__Dataset records__:
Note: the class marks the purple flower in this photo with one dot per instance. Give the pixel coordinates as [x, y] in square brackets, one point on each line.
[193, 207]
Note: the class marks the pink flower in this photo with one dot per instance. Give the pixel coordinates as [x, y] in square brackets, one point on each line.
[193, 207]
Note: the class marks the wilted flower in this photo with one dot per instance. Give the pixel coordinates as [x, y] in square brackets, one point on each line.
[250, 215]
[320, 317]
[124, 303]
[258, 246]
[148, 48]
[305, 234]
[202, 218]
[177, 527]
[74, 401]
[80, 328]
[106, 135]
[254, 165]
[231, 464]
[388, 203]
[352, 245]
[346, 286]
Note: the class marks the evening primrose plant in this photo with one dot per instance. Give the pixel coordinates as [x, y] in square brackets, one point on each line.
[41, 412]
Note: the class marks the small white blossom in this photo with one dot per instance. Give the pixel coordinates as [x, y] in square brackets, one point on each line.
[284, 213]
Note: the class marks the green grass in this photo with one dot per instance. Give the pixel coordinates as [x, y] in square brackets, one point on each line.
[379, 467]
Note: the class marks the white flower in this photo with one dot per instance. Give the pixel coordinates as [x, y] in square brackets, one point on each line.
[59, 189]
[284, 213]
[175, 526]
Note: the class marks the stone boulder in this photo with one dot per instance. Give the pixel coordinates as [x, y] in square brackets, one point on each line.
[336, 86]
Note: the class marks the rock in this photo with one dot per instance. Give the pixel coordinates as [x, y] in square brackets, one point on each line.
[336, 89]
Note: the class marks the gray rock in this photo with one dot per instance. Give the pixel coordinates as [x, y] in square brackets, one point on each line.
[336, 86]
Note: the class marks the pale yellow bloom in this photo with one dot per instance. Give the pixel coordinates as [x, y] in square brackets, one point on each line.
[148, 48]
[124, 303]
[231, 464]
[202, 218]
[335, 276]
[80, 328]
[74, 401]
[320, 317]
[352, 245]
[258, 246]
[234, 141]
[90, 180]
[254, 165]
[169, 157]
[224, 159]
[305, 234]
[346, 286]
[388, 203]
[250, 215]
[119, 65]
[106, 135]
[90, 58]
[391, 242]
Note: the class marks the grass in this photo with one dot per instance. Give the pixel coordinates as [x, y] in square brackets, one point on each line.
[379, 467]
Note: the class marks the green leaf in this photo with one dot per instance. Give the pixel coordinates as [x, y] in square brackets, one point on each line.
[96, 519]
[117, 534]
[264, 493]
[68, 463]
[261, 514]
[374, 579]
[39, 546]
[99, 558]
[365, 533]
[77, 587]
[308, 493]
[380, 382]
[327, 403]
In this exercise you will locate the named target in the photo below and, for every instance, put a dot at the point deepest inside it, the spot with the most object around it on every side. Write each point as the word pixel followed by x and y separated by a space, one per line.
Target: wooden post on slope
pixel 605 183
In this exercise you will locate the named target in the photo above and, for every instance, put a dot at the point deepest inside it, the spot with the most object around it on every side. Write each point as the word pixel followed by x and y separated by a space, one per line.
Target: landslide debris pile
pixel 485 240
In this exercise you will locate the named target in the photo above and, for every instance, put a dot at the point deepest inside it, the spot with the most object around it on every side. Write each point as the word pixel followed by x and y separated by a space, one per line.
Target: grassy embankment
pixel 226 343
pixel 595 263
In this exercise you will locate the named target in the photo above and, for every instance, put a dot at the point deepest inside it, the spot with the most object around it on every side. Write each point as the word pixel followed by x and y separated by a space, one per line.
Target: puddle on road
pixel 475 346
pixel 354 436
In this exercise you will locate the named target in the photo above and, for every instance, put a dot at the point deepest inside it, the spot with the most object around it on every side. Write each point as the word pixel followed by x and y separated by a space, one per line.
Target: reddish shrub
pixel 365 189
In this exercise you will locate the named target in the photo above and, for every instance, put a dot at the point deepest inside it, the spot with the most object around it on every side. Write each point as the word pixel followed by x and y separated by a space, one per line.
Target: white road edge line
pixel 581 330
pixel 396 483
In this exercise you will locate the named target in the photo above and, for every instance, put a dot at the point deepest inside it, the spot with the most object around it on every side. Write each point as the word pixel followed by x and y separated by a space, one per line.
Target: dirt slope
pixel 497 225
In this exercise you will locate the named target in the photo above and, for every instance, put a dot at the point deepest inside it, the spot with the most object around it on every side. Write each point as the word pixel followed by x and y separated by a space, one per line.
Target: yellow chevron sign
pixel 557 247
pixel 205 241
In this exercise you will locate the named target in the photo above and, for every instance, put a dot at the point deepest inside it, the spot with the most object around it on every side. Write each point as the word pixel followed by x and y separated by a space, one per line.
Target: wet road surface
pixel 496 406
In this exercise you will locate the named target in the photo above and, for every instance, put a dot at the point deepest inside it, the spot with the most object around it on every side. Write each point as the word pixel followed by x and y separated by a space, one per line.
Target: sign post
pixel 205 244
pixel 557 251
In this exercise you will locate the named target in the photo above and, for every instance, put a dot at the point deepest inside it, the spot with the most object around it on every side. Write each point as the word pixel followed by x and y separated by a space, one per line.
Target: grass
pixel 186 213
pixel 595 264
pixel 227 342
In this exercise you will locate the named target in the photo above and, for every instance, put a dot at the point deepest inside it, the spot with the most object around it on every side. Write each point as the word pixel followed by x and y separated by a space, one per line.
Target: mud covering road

__Required work__: Every record above needs to be copied exactly.

__Reply__:
Note: the class marks the purple flower in this photo with one dot per instance. Give the pixel coordinates as [x, y] in square brackets, one point on each line.
[193, 207]
Note: the class marks the pink flower in this photo with one dot per instance. Give the pixel coordinates as [x, y] in square brackets, one point on each line.
[193, 207]
Note: the class marks the wilted flower in this photo with one dot per instance. Give the pixel coordinates as [x, y] in square brackets, one point on each line.
[250, 215]
[320, 317]
[124, 303]
[258, 246]
[148, 48]
[305, 234]
[202, 218]
[177, 527]
[74, 401]
[80, 328]
[106, 135]
[254, 165]
[231, 464]
[388, 203]
[352, 245]
[346, 286]
Note: the class marks the evening primrose plant in this photo with one dot per instance. Give the pixel coordinates as [x, y] in square brackets, one point on each line.
[41, 412]
Note: the class marks the small white blossom in this photo with one dot per instance. Give the pixel coordinates as [x, y] in square brackets, one point on each line.
[284, 213]
Note: the class marks the green grass in this photo with one dot per instance. Give the pixel coordinates as [x, y] in square brackets, one point on each line.
[379, 467]
Note: the class marks the white flower in this photo with one dot per instance. Give the pixel coordinates as [x, y] in square brackets, one point on each line.
[59, 189]
[284, 213]
[175, 526]
Note: the class marks the stone boulder in this photo with one dot per instance. Give the pixel coordinates as [x, y] in square brackets, one point on each line.
[336, 86]
Note: the class marks the rock in this photo with one dot per instance. Give the pixel coordinates as [x, y] in square brackets, one point on each line.
[336, 89]
Note: the class marks the gray rock in this photo with one dot per instance. Give the pixel coordinates as [x, y] in square brackets, one point on each line.
[336, 86]
Note: the class marks the pale yellow bloom in this photo with one dot per instance. Give the pixel coordinates as [x, y] in square brackets, one point on each line.
[148, 48]
[124, 303]
[231, 464]
[202, 218]
[335, 276]
[80, 328]
[74, 401]
[320, 317]
[352, 245]
[258, 246]
[234, 141]
[90, 180]
[254, 165]
[169, 157]
[224, 159]
[305, 234]
[346, 286]
[388, 203]
[250, 215]
[119, 65]
[106, 135]
[90, 58]
[391, 242]
Note: the class marks the grass in this photo with one dot per instance. Give the pixel coordinates as [x, y] in square brackets, one point on each line.
[379, 467]
Note: the class marks the green leaf in this photo with one dot per instance. Give the pixel coordinates as [x, y] in square brackets, one point on each line.
[96, 519]
[117, 534]
[264, 493]
[68, 463]
[261, 514]
[374, 579]
[39, 546]
[99, 558]
[365, 533]
[77, 587]
[308, 493]
[380, 382]
[327, 403]
In this exercise you will locate the named target in the photo below and, for every instance, put a dot at the point deepest inside it, the spot with the most object around it on every side. Write each point as the word pixel followed by x and y separated by a space, one per line.
Target: wooden post on slope
pixel 605 183
In this exercise you will locate the named target in the photo above and, for every instance, put a dot at the point deepest inside it, the spot with the most object around it on every side. Write each point as the word pixel followed by x and y separated by a space, one per line.
Target: landslide debris pile
pixel 485 240
In this exercise you will locate the named target in the photo above and, for every instance, put a dot at the point deepest inside it, the spot with the most object around it on every side. Write each point as the word pixel followed by x and y separated by a space, one per line.
Target: grassy embankment
pixel 226 343
pixel 595 263
In this exercise you will locate the named target in the photo above and, for every instance, put a dot at the point deepest inside it, the spot with the most object around it on every side. Write each point as the word pixel followed by x and y separated by a space, one per line.
Target: puddle on road
pixel 475 346
pixel 354 436
In this exercise you will locate the named target in the photo above and, for every instance, put a dot at the point deepest inside it, the spot with the most object around it on every side. Write each point as the word pixel followed by x and y separated by a space, one per line.
Target: reddish shrub
pixel 365 189
In this exercise you will locate the named target in the photo above and, for every instance, put a dot at the point deepest inside it, the spot with the most object around it on every side. Write each point as the word pixel followed by x and y separated by a space, one per line.
Target: white road edge line
pixel 581 330
pixel 396 483
In this exercise you will locate the named target in the photo above and, for every instance, put a dot at the point deepest inside it, the spot with the most object around it on every side. Write each point as the word pixel followed by x and y separated by a space, one per line.
Target: dirt slope
pixel 497 225
In this exercise you will locate the named target in the photo above and, for every instance, put a dot at the point deepest inside it, the spot with the most object around it on every side. Write each point as the word pixel followed by x and y separated by a space, one per line.
Target: yellow chevron sign
pixel 557 247
pixel 205 241
In this exercise you will locate the named target in the photo above and, for every instance, put a dot at the point deepest inside it, the spot with the most object around it on every side. Write each point as the word pixel followed by x and y separated by a space, one per line.
Target: wet road surface
pixel 496 406
In this exercise you will locate the named target in the photo above and, for every instance, put a dot at the point deepest inside it, the spot with the most object around it on every side. Write each point as the word pixel followed by x and y separated by a space, one per line.
Target: sign post
pixel 205 244
pixel 557 251
In this exercise you will locate the named target in the photo above and, for every instance, put a dot at the point deepest inside it, the spot with the most object around it on every side. Write each point as the word pixel followed by x and y separated by a space, one per line.
Target: grass
pixel 186 213
pixel 595 264
pixel 227 342
In this exercise you will locate the named target in the photo above and, for every instance, put a dot at the point deepest inside it, the spot with the most object around it on every side. Write each point as the word pixel followed by x and y separated by a space, one per line.
Target: mud covering road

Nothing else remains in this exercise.